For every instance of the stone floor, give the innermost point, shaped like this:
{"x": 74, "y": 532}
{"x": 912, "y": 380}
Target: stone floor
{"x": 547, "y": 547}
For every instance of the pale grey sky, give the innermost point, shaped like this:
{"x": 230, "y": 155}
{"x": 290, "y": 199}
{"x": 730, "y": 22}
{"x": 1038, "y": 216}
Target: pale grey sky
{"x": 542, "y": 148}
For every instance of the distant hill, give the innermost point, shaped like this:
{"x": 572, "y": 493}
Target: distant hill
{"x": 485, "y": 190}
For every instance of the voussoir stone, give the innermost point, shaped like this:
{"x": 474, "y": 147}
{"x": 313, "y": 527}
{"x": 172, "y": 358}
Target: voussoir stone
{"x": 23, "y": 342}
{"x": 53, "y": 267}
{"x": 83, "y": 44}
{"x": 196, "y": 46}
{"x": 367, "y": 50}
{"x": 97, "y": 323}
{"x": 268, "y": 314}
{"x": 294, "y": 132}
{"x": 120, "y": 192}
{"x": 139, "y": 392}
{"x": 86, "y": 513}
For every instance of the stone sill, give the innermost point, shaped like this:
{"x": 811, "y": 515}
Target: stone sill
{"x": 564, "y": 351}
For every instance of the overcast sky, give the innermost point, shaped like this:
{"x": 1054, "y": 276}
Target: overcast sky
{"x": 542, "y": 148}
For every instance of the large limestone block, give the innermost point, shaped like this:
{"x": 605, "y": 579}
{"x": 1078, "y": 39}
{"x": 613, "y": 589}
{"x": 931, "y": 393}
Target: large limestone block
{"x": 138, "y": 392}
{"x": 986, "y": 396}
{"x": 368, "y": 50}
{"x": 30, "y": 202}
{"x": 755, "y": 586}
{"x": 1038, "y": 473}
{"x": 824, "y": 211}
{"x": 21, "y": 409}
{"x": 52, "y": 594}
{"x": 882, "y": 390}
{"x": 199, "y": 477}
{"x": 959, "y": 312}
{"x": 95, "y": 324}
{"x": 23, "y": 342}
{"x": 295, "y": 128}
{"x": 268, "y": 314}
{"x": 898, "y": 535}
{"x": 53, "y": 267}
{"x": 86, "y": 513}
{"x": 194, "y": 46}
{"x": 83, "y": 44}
━━━━━━━━━━
# [Exercise aim]
Take the line that contains "For every instance of the voussoir" and each line after it down to the last of the records, and retype them exactly; add nothing else.

# [Written response]
For every instance of the voussoir stone, give the innermost point, shaped like this:
{"x": 474, "y": 147}
{"x": 313, "y": 527}
{"x": 172, "y": 358}
Target: voussoir stone
{"x": 23, "y": 342}
{"x": 53, "y": 267}
{"x": 83, "y": 44}
{"x": 196, "y": 46}
{"x": 367, "y": 50}
{"x": 97, "y": 323}
{"x": 268, "y": 314}
{"x": 294, "y": 132}
{"x": 120, "y": 192}
{"x": 139, "y": 392}
{"x": 86, "y": 513}
For every instance of the stone sill, give the innermost point, shaped like this:
{"x": 811, "y": 515}
Target: stone sill
{"x": 564, "y": 351}
For every instance of the overcast sky, give the innermost point, shaped like this:
{"x": 1054, "y": 276}
Target: overcast sky
{"x": 542, "y": 148}
For every instance of the large limestone block, give the innermost point, shaped like this:
{"x": 605, "y": 579}
{"x": 1078, "y": 39}
{"x": 613, "y": 589}
{"x": 931, "y": 393}
Target: large limestone block
{"x": 138, "y": 392}
{"x": 986, "y": 396}
{"x": 368, "y": 50}
{"x": 30, "y": 202}
{"x": 755, "y": 586}
{"x": 1038, "y": 473}
{"x": 824, "y": 211}
{"x": 21, "y": 409}
{"x": 52, "y": 594}
{"x": 882, "y": 390}
{"x": 199, "y": 477}
{"x": 959, "y": 312}
{"x": 95, "y": 324}
{"x": 23, "y": 342}
{"x": 295, "y": 128}
{"x": 268, "y": 314}
{"x": 898, "y": 535}
{"x": 53, "y": 267}
{"x": 86, "y": 513}
{"x": 194, "y": 46}
{"x": 83, "y": 44}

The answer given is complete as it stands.